**EXERCISE:** Please pick out every line of the data below that contains the string "clicks", and copy each of those lines.
INPUT DATA Block Start
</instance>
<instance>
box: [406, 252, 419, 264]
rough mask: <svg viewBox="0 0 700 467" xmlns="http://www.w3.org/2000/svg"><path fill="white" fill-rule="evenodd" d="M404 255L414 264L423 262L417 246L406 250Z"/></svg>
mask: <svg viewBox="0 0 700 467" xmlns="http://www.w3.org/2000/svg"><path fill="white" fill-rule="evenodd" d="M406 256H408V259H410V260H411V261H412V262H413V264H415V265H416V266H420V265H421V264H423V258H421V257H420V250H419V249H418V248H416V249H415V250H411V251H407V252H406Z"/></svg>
INPUT DATA Block End
INPUT DATA Block Start
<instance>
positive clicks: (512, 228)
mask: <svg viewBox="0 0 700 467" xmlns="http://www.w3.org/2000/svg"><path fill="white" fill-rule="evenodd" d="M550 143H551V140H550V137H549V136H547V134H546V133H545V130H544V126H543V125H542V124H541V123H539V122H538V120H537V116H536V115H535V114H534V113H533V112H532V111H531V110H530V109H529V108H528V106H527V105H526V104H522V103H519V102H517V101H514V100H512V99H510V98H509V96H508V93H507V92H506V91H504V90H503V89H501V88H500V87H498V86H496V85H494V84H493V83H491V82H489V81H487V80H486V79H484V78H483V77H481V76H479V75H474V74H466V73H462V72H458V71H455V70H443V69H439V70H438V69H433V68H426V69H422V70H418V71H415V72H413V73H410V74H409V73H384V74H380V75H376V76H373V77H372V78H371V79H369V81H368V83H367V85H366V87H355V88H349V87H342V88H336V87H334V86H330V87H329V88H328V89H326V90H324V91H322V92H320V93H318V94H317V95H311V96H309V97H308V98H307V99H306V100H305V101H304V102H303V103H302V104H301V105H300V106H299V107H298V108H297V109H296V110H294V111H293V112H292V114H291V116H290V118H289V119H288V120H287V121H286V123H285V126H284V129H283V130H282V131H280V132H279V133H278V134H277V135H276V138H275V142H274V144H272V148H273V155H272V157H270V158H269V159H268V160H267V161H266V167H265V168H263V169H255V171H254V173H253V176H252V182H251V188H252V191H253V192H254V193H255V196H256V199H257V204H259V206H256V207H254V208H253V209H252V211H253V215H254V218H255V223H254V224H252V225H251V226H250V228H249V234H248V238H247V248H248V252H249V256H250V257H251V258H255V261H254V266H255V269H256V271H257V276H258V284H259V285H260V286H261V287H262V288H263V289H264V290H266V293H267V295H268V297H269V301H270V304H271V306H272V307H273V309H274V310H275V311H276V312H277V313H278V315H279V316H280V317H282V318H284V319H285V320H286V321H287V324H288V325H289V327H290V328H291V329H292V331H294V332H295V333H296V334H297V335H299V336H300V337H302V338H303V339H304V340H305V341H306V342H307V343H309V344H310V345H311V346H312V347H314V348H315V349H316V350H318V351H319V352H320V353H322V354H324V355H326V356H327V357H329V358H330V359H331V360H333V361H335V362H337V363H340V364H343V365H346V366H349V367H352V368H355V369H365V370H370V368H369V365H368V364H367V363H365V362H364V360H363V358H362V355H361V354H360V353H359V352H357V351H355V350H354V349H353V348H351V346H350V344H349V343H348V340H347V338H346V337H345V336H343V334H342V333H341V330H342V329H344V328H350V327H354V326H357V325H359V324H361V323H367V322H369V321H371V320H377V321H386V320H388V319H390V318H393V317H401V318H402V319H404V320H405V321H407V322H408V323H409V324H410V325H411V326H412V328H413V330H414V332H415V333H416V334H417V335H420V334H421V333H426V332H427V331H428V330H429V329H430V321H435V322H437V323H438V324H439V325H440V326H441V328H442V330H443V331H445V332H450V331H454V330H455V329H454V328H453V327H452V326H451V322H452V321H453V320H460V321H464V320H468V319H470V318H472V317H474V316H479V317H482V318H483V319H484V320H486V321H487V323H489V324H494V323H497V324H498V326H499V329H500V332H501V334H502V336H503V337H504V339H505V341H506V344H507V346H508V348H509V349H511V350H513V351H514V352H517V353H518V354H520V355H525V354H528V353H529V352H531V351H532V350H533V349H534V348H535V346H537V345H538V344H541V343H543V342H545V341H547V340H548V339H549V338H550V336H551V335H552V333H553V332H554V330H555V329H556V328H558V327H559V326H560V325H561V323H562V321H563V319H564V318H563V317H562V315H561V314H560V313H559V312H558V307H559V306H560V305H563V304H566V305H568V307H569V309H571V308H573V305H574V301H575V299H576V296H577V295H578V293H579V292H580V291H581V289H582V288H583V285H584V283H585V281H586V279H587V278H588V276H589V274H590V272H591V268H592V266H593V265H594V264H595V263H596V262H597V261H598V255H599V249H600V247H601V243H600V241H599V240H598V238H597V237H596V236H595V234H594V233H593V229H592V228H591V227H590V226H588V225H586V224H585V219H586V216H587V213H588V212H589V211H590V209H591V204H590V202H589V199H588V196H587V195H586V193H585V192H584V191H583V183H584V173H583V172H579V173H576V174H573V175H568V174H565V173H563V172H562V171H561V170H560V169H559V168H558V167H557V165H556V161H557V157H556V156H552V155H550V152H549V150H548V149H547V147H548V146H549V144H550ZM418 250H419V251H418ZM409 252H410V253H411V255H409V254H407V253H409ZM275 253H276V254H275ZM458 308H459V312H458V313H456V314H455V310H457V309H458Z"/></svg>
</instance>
INPUT DATA Block End
INPUT DATA Block Start
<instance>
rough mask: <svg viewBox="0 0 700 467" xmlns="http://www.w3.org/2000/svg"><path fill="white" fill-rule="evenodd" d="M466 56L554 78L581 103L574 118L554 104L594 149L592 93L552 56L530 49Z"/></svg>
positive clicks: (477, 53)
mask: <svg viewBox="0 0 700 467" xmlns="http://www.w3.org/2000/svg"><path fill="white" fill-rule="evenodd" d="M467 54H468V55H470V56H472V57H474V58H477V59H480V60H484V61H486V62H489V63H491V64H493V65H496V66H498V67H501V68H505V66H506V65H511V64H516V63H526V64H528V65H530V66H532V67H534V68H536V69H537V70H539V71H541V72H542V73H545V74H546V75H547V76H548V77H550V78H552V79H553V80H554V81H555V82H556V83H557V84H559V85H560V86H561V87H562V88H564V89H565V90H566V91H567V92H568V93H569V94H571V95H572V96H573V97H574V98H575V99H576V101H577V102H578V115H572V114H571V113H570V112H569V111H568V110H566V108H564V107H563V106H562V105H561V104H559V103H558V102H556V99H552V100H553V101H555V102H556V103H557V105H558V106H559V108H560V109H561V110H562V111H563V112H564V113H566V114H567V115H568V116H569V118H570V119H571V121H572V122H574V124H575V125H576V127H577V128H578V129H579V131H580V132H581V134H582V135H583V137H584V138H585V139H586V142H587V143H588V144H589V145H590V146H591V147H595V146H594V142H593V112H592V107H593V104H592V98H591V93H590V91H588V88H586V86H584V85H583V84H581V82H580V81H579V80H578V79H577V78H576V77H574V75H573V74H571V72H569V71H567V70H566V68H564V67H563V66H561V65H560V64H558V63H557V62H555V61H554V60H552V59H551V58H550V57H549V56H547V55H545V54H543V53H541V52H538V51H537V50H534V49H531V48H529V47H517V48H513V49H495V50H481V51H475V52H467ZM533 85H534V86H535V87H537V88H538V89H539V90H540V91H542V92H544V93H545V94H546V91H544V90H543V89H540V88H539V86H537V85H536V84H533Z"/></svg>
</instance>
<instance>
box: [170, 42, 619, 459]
INPUT DATA Block End
**YOUR RESPONSE:**
positive clicks: (512, 228)
positive clicks: (477, 53)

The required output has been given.